And why murder? The central mystery of a detective story need not indeed involve a violent death, but murder remains the unique crime and it carries an atavistic weight of repugnance, fascination and fear. Readers are likely to remain more interested in which of Aunt Ellie’s heirs laced her nightly cocoa with arsenic than in who stole her diamond necklace while she was safely holidaying in Bournemouth. Dorothy L. Sayers’s
Gaudy Night
doesn’t contain a murder, although there is an attempt at one, and the death at the heart of Frances Fyfield’s
Blood from Stone
is a spectacular and mysterious suicide. But, except in those novels of espionage which are primarily concerned with treachery, it remains rare for the central crime in an orthodox mystery to be other than
the ultimate crime for which no human reparation can ever be made.

▶ **DIRECTIONS**:
**A.** In the passage on murder in detective fiction, which Dorothy L. Sayers novel does not contain a murder?
**B.** Write out the part of the passage on murder in detective fiction that opens with the words containing "And why murder?" and closes with "ever be made.".

▶ **INFORMATION SUPPLIED**:
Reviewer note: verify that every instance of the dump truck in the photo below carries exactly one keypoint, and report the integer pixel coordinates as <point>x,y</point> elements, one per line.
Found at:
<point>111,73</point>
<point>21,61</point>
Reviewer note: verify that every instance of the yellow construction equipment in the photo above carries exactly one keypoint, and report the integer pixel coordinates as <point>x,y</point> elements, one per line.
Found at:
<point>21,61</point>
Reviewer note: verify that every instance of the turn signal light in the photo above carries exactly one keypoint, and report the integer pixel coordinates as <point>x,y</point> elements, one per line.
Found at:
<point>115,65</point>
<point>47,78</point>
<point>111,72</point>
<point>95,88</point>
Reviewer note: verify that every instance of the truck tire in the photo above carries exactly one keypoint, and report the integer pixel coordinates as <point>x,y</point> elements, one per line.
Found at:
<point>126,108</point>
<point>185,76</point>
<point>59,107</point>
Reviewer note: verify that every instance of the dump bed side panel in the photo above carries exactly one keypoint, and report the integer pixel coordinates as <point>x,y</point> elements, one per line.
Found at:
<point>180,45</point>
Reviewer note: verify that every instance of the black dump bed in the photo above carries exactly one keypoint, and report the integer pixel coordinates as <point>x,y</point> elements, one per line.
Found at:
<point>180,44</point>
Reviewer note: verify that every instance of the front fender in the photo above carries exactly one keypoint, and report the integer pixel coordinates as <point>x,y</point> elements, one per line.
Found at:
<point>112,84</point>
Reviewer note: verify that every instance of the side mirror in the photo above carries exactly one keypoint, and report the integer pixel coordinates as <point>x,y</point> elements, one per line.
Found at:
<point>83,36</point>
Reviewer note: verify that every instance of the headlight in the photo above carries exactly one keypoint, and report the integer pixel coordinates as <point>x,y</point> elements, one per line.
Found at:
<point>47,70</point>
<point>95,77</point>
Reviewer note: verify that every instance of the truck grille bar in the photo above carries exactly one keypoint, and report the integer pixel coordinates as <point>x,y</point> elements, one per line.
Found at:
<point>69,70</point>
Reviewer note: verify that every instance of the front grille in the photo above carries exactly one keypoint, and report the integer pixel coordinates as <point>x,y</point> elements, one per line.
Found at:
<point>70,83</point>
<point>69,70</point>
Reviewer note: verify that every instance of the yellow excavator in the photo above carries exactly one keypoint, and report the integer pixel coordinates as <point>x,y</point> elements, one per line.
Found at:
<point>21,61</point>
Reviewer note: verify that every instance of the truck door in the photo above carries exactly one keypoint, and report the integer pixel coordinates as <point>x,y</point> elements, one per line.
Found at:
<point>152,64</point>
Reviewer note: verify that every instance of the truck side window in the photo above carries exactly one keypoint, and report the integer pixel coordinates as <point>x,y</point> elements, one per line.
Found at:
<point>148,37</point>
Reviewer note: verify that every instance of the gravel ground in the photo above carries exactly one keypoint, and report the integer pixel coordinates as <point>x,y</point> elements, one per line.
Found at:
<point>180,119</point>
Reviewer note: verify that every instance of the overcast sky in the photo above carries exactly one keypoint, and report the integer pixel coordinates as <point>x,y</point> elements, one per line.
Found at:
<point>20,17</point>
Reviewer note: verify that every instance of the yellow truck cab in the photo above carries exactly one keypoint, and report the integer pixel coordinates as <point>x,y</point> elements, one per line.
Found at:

▶ **TASK-BY-TASK ANSWERS**:
**A.** Gaudy Night

**B.**
And why murder? The central mystery of a detective story need not indeed involve a violent death, but murder remains the unique crime and it carries an atavistic weight of repugnance, fascination and fear. Readers are likely to remain more interested in which of Aunt Ellie’s heirs laced her nightly cocoa with arsenic than in who stole her diamond necklace while she was safely holidaying in Bournemouth. Dorothy L. Sayers’s
Gaudy Night
doesn’t contain a murder, although there is an attempt at one, and the death at the heart of Frances Fyfield’s
Blood from Stone
is a spectacular and mysterious suicide. But, except in those novels of espionage which are primarily concerned with treachery, it remains rare for the central crime in an orthodox mystery to be other than
the ultimate crime for which no human reparation can ever be made.